Владимир Жуков на опознании
Вчера в Нижнем Новгороде суд приговорил к пожизненному заключению Владимира Жукова, признанного виновным в убийстве трех детей и изнасиловании еще одиннадцати. Сам он признался в 32 эпизодах насилия над детьми. По 18 случаям продолжается следствие.
В некоторых СМИ уже прозвучало мнение, что Жукова "пожалели". Понятно, что имеется в виду под «пожалели»: не вынесли смертный приговор. Также понятно, что сторонники высшей меры наказания возьмут случай с Жуковым на вооружение – это еще одна кошмарная иллюстрация, которой можно сопроводить вопрос: «Должны ли ТАКИЕ жить?»
Как ответить на этот вопрос? Думаю, чувства родственников жертв следует вынести за рамки дискуссии. Я имею в виду аргументы вроде «Представь себя на их месте!» Эмоции людей, переживших настоящую трагедию, а затем и колоссальный стресс в суде, совершенно понятны и объяснимы. Общество тоже чаще всего реагирует в таких случаях эмпатически: пытается «вчувствоваться» и, как следствие, выносит жесткий эмоциональный вердикт. И это тоже вполне понятная реакция. Однако «понятная» не означает «единственно возможная» или «единственно правильная». Должен ли понести наказание преступник, насиловавший и убивавший детей? Ответ очевиден. Должно ли это наказание быть предельно суровым? Ответ, опять же, очевиден. Должна ли это быть смерть? Вероятно, должна. Но пожизненное заключение – это тоже смерть, причем вовсе не «отложенная». Парадоксальным образом человек, «общественное животное», чаще мыслит биологическими, а вовсе не социальными категориями. Например, «быть отцом» - в первую очередь означает зачать, а не вырастить и воспитать ребенка. А «смерть» - это прежде всего физическое небытие, и лишь потом – отсутствие среди людей, тогда как приоритеты, по идее, должны быть расставлены иначе. Если на преступника не распространяется режим обмена социальной информацией, если он лишен возможности произвести какое-либо действие, на которое социум вынужден хоть как-то реагировать, то не все ли равно, бьется ли где-то «за границей человеческого» его сердце, дышит ли он, переваривает ли пищу?

(Строки из коллекции)

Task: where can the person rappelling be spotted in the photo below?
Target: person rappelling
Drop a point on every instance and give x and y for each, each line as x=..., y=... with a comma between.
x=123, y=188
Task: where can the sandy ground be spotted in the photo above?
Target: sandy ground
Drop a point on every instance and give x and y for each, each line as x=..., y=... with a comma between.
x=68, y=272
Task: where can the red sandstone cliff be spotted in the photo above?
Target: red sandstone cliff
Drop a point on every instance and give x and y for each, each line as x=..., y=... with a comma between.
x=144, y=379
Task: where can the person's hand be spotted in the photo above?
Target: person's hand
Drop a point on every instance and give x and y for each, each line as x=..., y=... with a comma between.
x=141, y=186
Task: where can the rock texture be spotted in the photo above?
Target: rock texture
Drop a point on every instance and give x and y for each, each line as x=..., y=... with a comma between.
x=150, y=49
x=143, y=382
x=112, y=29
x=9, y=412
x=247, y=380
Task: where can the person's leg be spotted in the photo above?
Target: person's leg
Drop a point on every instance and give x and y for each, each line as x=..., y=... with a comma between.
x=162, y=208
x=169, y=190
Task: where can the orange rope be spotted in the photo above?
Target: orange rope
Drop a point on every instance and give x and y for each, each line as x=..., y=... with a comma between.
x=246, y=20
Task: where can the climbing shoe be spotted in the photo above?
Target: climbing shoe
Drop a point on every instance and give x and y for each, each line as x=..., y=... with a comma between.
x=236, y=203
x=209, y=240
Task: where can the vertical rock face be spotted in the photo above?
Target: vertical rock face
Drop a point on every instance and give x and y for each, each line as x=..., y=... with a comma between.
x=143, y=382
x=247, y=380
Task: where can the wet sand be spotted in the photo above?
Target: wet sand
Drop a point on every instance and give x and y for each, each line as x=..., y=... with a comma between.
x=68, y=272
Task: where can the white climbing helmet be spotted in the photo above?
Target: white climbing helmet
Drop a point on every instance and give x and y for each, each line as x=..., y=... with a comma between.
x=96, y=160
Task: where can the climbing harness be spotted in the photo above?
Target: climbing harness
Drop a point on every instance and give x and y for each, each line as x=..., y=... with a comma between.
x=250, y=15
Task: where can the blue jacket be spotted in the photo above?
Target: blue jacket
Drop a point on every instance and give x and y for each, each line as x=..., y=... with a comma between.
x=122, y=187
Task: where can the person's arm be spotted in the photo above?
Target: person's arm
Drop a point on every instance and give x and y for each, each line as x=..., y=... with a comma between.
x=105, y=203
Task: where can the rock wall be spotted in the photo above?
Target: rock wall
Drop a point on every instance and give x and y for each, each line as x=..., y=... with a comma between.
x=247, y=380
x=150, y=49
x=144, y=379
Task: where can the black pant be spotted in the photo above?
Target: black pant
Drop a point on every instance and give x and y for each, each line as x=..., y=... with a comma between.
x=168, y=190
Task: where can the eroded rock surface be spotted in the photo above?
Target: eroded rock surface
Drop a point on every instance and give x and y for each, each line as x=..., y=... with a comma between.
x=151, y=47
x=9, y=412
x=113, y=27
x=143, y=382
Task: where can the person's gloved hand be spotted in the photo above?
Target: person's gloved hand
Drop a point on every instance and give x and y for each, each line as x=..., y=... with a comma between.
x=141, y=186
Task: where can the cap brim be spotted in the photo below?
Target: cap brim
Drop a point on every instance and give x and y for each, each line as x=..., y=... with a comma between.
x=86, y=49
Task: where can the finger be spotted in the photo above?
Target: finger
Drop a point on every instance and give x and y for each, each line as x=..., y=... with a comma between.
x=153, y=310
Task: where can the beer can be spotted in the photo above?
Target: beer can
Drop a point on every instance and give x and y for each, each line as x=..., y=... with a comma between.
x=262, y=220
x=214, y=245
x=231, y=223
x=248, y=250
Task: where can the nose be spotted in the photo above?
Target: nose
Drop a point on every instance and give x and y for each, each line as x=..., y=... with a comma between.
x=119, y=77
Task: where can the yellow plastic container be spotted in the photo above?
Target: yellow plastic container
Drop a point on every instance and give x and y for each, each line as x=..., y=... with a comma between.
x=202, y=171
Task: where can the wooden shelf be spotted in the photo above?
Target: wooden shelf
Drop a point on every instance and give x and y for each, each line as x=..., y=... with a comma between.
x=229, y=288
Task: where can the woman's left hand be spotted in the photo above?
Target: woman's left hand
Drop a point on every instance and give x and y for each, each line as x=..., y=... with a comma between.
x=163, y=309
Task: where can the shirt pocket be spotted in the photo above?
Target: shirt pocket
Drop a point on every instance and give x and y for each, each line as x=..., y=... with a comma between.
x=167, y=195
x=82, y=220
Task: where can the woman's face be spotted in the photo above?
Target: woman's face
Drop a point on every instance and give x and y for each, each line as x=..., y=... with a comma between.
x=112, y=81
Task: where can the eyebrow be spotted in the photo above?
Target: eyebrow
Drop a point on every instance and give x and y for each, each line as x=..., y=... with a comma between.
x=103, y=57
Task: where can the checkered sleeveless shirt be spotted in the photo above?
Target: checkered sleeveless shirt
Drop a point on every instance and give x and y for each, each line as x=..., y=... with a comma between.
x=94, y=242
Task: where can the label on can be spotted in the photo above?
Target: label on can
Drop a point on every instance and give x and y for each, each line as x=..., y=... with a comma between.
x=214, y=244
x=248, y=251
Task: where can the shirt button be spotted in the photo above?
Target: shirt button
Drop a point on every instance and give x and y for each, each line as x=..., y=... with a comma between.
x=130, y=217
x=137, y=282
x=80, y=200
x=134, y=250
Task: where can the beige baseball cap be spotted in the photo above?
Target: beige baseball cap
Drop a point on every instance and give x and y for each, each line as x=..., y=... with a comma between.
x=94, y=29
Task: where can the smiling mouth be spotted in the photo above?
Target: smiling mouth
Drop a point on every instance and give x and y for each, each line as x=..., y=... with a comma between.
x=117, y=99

• _Требования_:
Повторите дословно и целиком текст о приговоре Владимиру Жукову.

• _Результат_:
Владимир Жуков на опознании
Вчера в Нижнем Новгороде суд приговорил к пожизненному заключению Владимира Жукова, признанного виновным в убийстве трех детей и изнасиловании еще одиннадцати. Сам он признался в 32 эпизодах насилия над детьми. По 18 случаям продолжается следствие.
В некоторых СМИ уже прозвучало мнение, что Жукова "пожалели". Понятно, что имеется в виду под «пожалели»: не вынесли смертный приговор. Также понятно, что сторонники высшей меры наказания возьмут случай с Жуковым на вооружение – это еще одна кошмарная иллюстрация, которой можно сопроводить вопрос: «Должны ли ТАКИЕ жить?»
Как ответить на этот вопрос? Думаю, чувства родственников жертв следует вынести за рамки дискуссии. Я имею в виду аргументы вроде «Представь себя на их месте!» Эмоции людей, переживших настоящую трагедию, а затем и колоссальный стресс в суде, совершенно понятны и объяснимы. Общество тоже чаще всего реагирует в таких случаях эмпатически: пытается «вчувствоваться» и, как следствие, выносит жесткий эмоциональный вердикт. И это тоже вполне понятная реакция. Однако «понятная» не означает «единственно возможная» или «единственно правильная». Должен ли понести наказание преступник, насиловавший и убивавший детей? Ответ очевиден. Должно ли это наказание быть предельно суровым? Ответ, опять же, очевиден. Должна ли это быть смерть? Вероятно, должна. Но пожизненное заключение – это тоже смерть, причем вовсе не «отложенная». Парадоксальным образом человек, «общественное животное», чаще мыслит биологическими, а вовсе не социальными категориями. Например, «быть отцом» - в первую очередь означает зачать, а не вырастить и воспитать ребенка. А «смерть» - это прежде всего физическое небытие, и лишь потом – отсутствие среди людей, тогда как приоритеты, по идее, должны быть расставлены иначе. Если на преступника не распространяется режим обмена социальной информацией, если он лишен возможности произвести какое-либо действие, на которое социум вынужден хоть как-то реагировать, то не все ли равно, бьется ли где-то «за границей человеческого» его сердце, дышит ли он, переваривает ли пищу?